- _YOUR INSTRUCTIONS_
Please return every line in the entries below with the word "roof" in it.

- _DATA PROVIDED_
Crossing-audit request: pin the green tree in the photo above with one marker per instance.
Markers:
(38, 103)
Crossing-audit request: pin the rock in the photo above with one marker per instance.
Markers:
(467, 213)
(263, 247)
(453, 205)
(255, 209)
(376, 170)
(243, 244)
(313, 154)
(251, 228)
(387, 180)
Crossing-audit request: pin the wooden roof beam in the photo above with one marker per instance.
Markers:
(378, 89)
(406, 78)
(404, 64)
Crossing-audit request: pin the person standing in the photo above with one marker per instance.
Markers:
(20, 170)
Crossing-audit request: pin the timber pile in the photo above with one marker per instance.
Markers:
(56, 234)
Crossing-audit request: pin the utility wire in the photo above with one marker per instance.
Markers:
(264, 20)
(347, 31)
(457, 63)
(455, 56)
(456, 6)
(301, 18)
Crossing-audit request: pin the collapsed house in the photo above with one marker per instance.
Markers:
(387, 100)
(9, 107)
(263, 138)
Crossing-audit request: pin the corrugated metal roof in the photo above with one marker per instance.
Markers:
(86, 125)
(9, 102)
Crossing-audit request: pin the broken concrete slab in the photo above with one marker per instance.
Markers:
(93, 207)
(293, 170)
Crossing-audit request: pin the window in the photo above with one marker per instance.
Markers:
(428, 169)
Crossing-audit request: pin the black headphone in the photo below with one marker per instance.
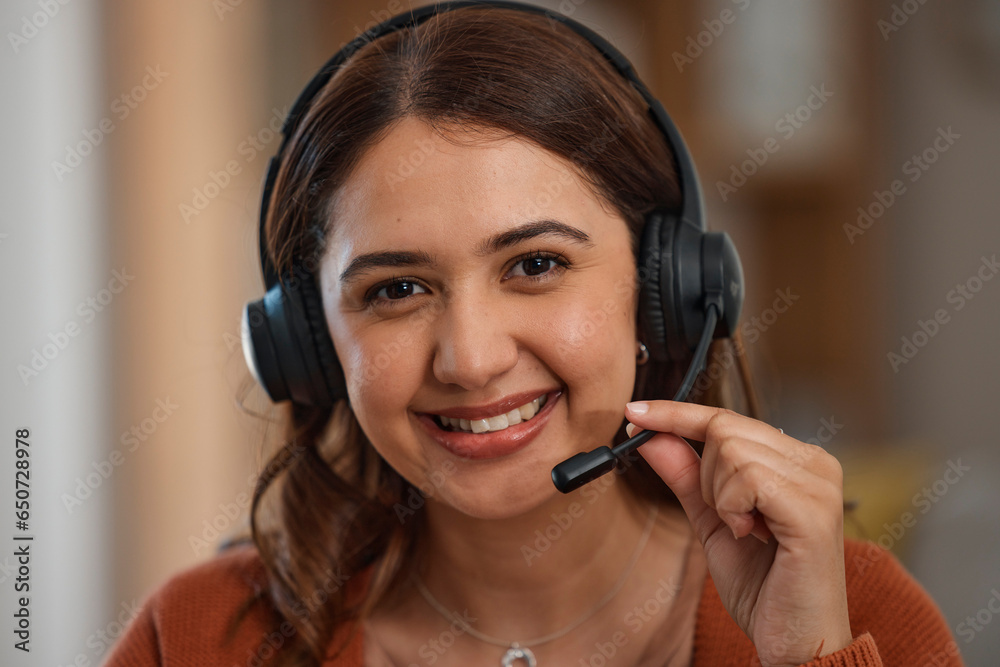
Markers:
(691, 281)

- _SOLUTION BELOW_
Crossing-audit request: pin the wooden roof beam in the photo above with one marker per instance.
Crossing-audit request: pin the corrugated metal roof in the photo above with one marker per instance.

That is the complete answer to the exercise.